# Document text:
-------------------------

How to detect an object that blends with the background?

I am a beginner and I am trying to apply an outline to the white remote control on the left that shares the same color with the background.

a = cv2.imread(file_name)
imgGray = cv2.cvtColor(a,cv2.COLOR_BGR2GRAY)

imgGray = cv2.GaussianBlur(imgGray,(11,11),20)

k5 = np.array([[-1,-1,-1],[-1,9,-1],[-1,-1,-1]])
imgGray = cv2.filter2D(imgGray,-1,k5)

cv2.namedWindow("Control")
cv2.createTrackbar("blocksize","Control",33,1000,f)
cv2.createTrackbar("c","Control",3,100,f)
while True:
    strel = cv2.getStructuringElement(cv2.MORPH_CROSS,(3,3))
    blocksize = cv2.getTrackbarPos("blocksize","Control")
    c = cv2.getTrackbarPos("c","Control")

    if blocksize%2==0:
        blocksize += 1
    thrash = cv2.adaptiveThreshold(imgGray,255,cv2.ADAPTIVE_THRESH_MEAN_C, cv2.THRESH_BINARY_INV,blockSize=blocksize,C=c)
    thrash1 = cv2.adaptiveThreshold(imgGray,255,cv2.ADAPTIVE_THRESH_GAUSSIAN_C,cv2.THRESH_BINARY_INV,blockSize=blocksize,C=c)

    cv2.imshow("mean",thrash)
    cv2.imshow("gaussian",thrash1)
    #r,thrash = cv2.threshold(imgGray,150,255,cv2.THRESH_BINARY_INV)
    key = cv2.waitKey(1000)
    if key == 32 or iter == -1:
         break


edges = cv2.Canny(thrash,100,200)
cv2.imshow('sharpen',sharpen)
cv2.imshow('edges',edges)
cv2.imshow('grey ',imgGray)
cv2.imshow('thrash ',thrash)
cv2.waitKey(0)
circles = cv2.HoughCircles(imgGray,cv2.HOUGH_GRADIENT,1,60,param1=240,param2=50,minRadius=0,maxRadius=0)
contours,_ = cv2.findContours(thrash,cv2.RETR_TREE,cv2.CHAIN_APPROX_NONE)
putlabel(circles,a,contours)

Those are what I have tried, I have also tried morphological operation such as dilation, erosion, opening and closing too but I am still unable to acquire the result.

Below is my best result but the noise is too severe and the remote controller didn't get fully outlined.

I have thought of a pure image processing approach. But the results are not as accurate as the one depicted by @nathancy

Theory

TLDR; I am using Difference of Gaussians (DoG) which is a 2-stage edge detector.

• Obtain the grayscale image.
• Perform two different blurring operations on it.

-------------------------

# Data supplied:
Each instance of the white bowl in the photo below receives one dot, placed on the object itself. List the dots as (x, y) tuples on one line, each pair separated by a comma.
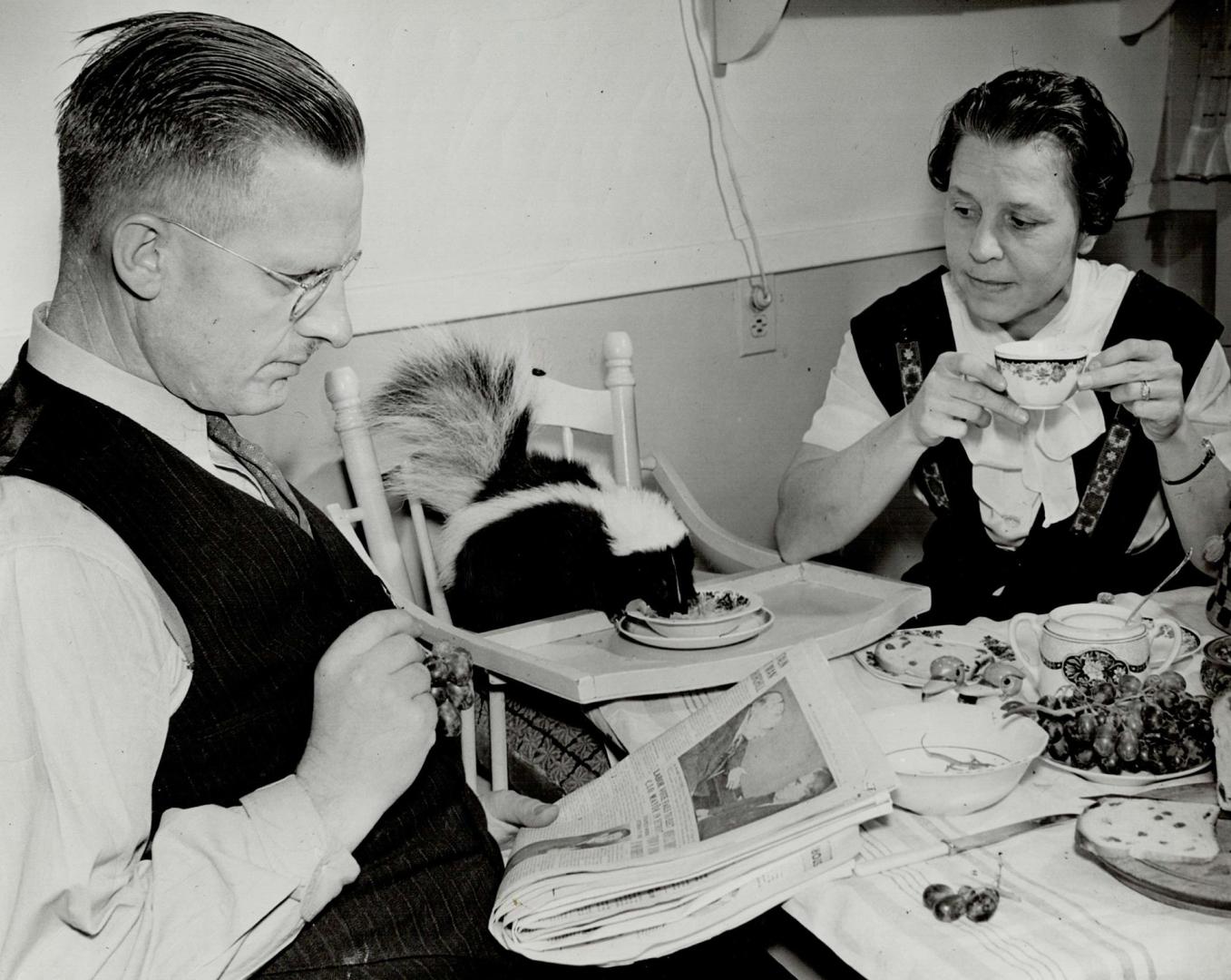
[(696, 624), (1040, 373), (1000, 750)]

-------------------------

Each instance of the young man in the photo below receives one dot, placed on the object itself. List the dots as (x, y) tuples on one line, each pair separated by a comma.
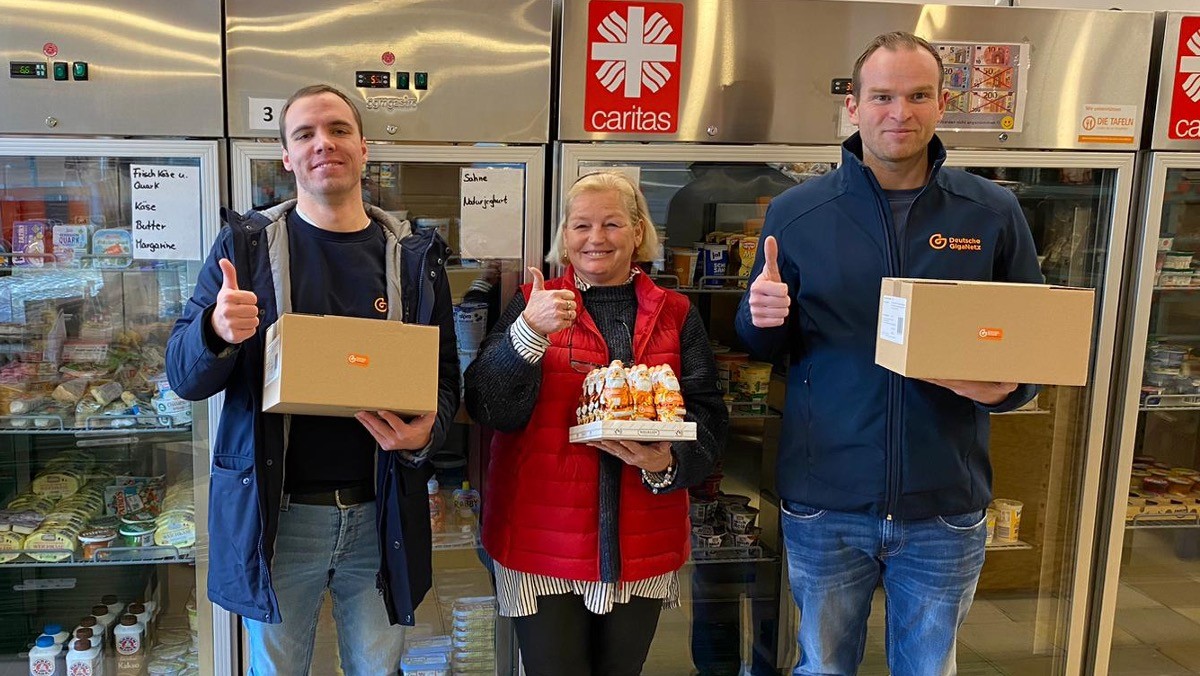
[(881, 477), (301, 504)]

-------------------------

Set down the forum thread's wording from "I am a beginner" to "a = cv2.imread(file_name)", reproducing it word for word. Work only from the forum thread on detecting an object that blends with the background.

I am a beginner and I am trying to apply an outline to the white remote control on the left that shares the same color with the background.

a = cv2.imread(file_name)